— WHAT IS NEEDED —
The word "white" marks the lines you need; copy each of them from the data.

— LISTED RECORDS —
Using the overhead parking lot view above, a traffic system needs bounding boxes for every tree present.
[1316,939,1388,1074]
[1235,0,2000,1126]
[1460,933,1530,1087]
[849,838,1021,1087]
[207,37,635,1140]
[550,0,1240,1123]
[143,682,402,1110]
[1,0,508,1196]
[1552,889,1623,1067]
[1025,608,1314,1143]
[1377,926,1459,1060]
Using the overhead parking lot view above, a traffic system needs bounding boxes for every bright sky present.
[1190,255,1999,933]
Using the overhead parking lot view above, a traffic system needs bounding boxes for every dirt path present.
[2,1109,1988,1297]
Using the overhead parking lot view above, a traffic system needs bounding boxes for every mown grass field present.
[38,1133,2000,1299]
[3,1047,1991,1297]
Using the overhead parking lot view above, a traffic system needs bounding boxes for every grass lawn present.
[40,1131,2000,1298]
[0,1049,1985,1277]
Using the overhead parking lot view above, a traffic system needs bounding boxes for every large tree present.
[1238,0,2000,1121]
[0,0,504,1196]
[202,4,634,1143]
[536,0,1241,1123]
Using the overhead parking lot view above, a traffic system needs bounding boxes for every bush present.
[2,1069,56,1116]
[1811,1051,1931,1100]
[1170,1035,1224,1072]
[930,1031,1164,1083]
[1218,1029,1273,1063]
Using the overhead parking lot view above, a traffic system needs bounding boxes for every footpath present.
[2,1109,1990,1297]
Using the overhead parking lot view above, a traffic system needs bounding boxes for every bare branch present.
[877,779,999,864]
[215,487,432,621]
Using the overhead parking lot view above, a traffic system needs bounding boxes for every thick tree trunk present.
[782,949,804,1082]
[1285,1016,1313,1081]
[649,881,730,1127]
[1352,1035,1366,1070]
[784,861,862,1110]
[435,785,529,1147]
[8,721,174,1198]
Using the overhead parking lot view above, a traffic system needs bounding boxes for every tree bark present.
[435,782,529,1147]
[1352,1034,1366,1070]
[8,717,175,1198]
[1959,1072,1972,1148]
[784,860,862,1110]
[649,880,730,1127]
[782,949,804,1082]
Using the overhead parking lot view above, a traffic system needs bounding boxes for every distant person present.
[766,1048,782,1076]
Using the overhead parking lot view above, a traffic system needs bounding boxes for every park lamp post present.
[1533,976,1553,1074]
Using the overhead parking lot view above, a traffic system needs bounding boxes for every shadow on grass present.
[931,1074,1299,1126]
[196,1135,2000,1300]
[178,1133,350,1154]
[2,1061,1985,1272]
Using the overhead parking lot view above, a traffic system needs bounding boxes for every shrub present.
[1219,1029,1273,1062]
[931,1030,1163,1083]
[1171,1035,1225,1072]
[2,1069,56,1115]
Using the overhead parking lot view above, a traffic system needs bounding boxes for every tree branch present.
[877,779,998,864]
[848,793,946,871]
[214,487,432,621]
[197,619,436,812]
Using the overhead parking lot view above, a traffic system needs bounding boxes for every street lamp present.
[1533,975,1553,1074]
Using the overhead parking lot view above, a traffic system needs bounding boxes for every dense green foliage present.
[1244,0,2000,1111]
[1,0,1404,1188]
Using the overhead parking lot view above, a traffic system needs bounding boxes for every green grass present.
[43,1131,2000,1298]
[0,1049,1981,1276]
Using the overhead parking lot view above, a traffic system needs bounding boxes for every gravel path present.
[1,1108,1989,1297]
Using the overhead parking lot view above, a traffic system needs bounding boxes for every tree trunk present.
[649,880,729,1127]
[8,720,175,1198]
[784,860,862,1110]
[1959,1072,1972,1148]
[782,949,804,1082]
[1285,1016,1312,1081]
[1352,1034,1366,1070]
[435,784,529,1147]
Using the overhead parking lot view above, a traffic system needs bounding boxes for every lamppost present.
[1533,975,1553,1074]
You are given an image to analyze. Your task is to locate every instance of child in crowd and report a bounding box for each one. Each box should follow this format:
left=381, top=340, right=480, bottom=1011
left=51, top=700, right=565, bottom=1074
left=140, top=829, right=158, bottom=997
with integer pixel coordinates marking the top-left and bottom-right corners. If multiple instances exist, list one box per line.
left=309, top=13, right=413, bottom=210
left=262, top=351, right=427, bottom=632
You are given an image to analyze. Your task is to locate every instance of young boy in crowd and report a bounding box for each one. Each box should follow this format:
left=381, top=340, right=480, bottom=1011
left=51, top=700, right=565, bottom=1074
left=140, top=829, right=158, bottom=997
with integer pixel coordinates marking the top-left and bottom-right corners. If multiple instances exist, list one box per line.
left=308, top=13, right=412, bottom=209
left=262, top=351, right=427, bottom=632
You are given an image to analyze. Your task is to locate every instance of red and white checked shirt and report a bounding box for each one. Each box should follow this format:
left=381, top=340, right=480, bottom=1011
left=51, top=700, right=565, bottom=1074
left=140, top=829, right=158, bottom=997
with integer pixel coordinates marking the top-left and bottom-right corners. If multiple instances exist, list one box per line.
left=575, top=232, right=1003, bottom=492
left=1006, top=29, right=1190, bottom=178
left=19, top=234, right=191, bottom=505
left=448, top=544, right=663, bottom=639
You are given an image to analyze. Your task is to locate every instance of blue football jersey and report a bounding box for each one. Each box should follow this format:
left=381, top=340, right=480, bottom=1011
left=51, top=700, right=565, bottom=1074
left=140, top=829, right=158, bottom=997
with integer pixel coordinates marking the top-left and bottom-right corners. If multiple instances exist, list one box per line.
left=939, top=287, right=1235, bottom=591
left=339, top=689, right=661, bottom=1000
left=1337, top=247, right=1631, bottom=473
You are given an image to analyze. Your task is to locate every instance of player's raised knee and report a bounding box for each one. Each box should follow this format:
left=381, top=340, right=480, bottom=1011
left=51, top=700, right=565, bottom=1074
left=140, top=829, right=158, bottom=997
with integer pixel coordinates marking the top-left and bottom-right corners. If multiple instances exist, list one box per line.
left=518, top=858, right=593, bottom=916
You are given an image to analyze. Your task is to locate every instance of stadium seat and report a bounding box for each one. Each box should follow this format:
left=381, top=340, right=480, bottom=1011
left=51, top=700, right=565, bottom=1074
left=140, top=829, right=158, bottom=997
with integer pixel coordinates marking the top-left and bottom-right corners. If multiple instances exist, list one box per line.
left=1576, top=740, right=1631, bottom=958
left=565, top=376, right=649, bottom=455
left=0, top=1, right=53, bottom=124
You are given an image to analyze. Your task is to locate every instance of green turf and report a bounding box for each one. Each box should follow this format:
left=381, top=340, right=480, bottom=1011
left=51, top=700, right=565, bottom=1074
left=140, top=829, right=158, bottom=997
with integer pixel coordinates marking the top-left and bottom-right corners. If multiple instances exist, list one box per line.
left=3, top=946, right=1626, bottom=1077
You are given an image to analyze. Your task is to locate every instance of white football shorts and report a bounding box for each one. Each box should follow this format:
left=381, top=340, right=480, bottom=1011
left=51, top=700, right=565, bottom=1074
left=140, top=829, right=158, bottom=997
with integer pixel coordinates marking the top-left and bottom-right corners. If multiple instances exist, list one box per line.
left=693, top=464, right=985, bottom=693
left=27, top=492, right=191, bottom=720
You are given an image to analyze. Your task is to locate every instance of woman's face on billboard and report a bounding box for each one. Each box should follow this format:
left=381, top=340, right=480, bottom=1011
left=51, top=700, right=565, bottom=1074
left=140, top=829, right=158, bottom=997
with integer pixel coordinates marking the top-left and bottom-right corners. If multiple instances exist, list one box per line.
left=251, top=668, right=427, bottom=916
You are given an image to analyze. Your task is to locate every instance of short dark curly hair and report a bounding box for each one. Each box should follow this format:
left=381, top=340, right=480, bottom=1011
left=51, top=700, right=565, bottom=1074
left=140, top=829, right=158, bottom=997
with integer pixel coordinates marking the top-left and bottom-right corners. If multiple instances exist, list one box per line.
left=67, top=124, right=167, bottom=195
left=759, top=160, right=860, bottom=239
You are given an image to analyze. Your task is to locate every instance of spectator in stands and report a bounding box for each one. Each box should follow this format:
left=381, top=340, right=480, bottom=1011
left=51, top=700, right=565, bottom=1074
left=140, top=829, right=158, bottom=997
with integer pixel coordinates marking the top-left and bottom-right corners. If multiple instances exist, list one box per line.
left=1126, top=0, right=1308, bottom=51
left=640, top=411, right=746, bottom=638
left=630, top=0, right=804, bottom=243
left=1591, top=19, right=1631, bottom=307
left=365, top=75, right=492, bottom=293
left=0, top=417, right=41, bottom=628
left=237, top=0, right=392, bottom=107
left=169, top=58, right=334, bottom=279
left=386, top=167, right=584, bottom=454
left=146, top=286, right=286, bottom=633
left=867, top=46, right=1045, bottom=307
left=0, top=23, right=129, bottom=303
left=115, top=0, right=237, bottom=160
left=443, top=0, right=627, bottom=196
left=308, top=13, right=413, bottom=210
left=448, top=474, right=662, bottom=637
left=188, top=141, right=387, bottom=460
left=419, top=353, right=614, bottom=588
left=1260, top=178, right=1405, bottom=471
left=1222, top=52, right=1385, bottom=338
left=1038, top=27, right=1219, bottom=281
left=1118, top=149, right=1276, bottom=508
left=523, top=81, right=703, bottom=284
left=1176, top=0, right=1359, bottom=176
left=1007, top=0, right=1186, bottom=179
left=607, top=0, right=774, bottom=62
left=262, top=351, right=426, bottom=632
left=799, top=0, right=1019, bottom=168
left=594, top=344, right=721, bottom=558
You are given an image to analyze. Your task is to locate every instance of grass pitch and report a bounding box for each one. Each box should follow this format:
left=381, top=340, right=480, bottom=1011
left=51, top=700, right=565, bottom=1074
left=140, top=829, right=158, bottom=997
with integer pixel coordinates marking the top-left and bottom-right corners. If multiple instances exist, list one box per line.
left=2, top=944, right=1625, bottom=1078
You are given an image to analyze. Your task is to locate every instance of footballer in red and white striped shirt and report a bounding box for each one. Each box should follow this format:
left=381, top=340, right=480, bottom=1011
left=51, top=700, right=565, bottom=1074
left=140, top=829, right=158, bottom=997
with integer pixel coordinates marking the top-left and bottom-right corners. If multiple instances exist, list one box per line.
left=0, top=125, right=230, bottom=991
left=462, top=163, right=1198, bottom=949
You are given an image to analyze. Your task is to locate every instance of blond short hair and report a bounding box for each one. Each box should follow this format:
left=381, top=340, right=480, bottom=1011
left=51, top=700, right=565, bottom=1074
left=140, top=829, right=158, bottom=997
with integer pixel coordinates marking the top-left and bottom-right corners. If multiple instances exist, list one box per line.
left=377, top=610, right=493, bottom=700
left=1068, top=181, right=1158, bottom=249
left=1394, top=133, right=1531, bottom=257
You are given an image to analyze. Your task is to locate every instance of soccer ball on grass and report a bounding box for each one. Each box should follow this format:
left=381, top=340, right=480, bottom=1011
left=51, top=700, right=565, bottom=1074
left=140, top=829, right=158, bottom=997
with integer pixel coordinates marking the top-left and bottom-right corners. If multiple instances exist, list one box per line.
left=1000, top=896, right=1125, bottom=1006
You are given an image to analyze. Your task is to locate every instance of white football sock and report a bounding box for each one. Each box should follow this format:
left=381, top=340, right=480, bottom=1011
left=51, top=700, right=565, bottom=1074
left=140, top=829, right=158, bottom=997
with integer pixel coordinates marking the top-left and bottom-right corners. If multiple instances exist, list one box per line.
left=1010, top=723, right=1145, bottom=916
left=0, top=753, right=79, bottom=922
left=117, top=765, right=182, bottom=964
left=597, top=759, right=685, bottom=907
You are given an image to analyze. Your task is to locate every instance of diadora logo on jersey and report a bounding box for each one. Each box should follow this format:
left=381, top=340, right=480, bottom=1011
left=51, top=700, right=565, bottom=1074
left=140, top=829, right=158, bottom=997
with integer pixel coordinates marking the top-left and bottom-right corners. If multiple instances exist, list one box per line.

— RESULT OF THE EXERCISE —
You are given an image to analyze. Your task is to locate every instance of red and white checked shirt and report a bounding box for each one. Each box should follow this format:
You are given an image to analyze. Your task is to locate every instance of white football shorts and report a bounding box for each one. Each box should follow this format:
You are given an image to analyze. Your task is to locate every instance of footballer in red and white striped shirt and report a bounding box for each one. Each box should follow this format:
You are given an image to analyze. Your task is to locate every instance of white football sock and report a bounding box for each one. Each box should follow this format:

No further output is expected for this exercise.